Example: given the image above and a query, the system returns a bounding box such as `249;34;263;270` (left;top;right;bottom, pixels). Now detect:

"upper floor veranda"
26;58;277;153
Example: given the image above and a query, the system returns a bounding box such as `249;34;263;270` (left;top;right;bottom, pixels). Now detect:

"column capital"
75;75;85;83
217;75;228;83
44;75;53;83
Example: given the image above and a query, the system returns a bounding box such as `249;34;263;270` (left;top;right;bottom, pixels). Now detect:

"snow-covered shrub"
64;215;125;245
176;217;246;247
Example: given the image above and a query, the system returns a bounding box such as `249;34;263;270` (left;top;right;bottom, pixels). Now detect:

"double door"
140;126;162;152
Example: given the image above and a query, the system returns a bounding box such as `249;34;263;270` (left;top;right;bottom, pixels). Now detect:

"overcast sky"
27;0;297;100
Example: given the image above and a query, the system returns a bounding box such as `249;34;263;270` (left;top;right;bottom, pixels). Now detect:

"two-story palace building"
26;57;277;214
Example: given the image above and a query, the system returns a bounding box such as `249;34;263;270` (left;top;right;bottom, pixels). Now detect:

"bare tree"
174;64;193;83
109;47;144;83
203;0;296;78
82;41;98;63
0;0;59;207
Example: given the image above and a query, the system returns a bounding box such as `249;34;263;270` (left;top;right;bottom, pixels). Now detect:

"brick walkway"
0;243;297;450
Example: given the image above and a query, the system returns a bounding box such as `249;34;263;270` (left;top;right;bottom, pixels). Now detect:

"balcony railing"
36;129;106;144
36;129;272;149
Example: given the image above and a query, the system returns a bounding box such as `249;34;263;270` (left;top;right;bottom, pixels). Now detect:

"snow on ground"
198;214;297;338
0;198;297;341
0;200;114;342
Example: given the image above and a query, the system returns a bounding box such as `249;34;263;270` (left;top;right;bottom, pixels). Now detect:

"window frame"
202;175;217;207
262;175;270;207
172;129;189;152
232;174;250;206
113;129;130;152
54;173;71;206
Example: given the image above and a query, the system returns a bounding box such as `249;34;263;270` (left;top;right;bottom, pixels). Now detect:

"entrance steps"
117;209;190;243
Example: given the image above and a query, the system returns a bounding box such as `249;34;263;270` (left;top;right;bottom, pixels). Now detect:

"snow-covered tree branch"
────
Goal:
Format each line of the items above as a JSON list of strings, with one string per line and blank lines left out.

Expected answer:
[
  "Example: given the image above and a query, the system returns a bounding box such as `249;34;263;270` (left;top;right;bottom, pixels). Now detect:",
  "\"upper floor veranda\"",
  "26;58;277;153",
  "Example: given the image above and a query, the system returns a bounding box such as `249;34;263;270` (left;top;right;bottom, pixels). Now detect:",
  "\"column capital\"",
  "75;75;85;83",
  "217;75;228;83",
  "44;75;53;83",
  "Example: given the image above and a query, the system returns a bounding box such as `249;34;263;270` (left;top;right;bottom, pixels). Now detect:",
  "\"snow-covered shrub\"",
  "64;215;125;245",
  "176;217;246;247",
  "Example: given the image above and a query, the system returns a bounding box such as `249;34;263;270` (left;top;right;bottom, pixels). Now detect:",
  "\"double door\"",
  "140;126;162;152",
  "Example: given the image above and a query, the system returns a bounding box such as `249;34;263;270` (left;top;right;bottom, pixels). Now detect:",
  "\"overcast sky\"",
  "27;0;297;100",
  "Example: given the image above and a query, the system returns a bounding box such as `249;34;263;270` (left;top;right;bottom, pixels). Now detect:",
  "\"two-story palace building\"",
  "26;57;277;214",
  "Example: given the image above and a query, the system returns a bounding box such as `249;34;263;270` (left;top;right;bottom, pixels). Now detect:",
  "\"bare tree\"",
  "174;64;193;83",
  "109;47;144;83",
  "203;0;296;78",
  "82;41;98;63",
  "0;0;59;207",
  "Example: given the image above and a query, the system returns a bounding box such as `249;34;263;270` (left;top;right;bottom, pixels). Now detect:",
  "\"brick walkway\"",
  "0;243;297;450",
  "Example: given the image above and a query, the system returns a bounding box such as `249;34;263;270` (left;top;right;bottom, pixels). Now detect:",
  "\"balcony railing\"",
  "36;129;106;144",
  "36;129;272;149",
  "Example: given the image above and a query, the system returns a bounding box such as `249;34;263;270` (left;top;right;bottom, pixels). Now detect:",
  "\"snow on ground\"",
  "198;214;297;338",
  "0;198;297;341",
  "0;200;114;342",
  "Example: given the image above and a query, the system returns a bounding box such as `249;34;263;270` (left;top;right;bottom, pixels). Now detect:",
  "\"window frame\"",
  "202;175;217;207",
  "262;175;270;207",
  "172;129;189;152",
  "232;174;250;206",
  "113;129;130;152",
  "54;173;71;206",
  "Example: given the image above and a query, the system returns a bounding box such as `249;34;263;270` (left;top;right;bottom, pixels). Now detect:",
  "\"entrance steps\"",
  "117;209;190;243",
  "Example: given the image above and a query, the system returns a bounding box such as `249;34;263;270` (left;top;right;bottom, pixels). Now detect:",
  "\"snow-covered tree branch\""
]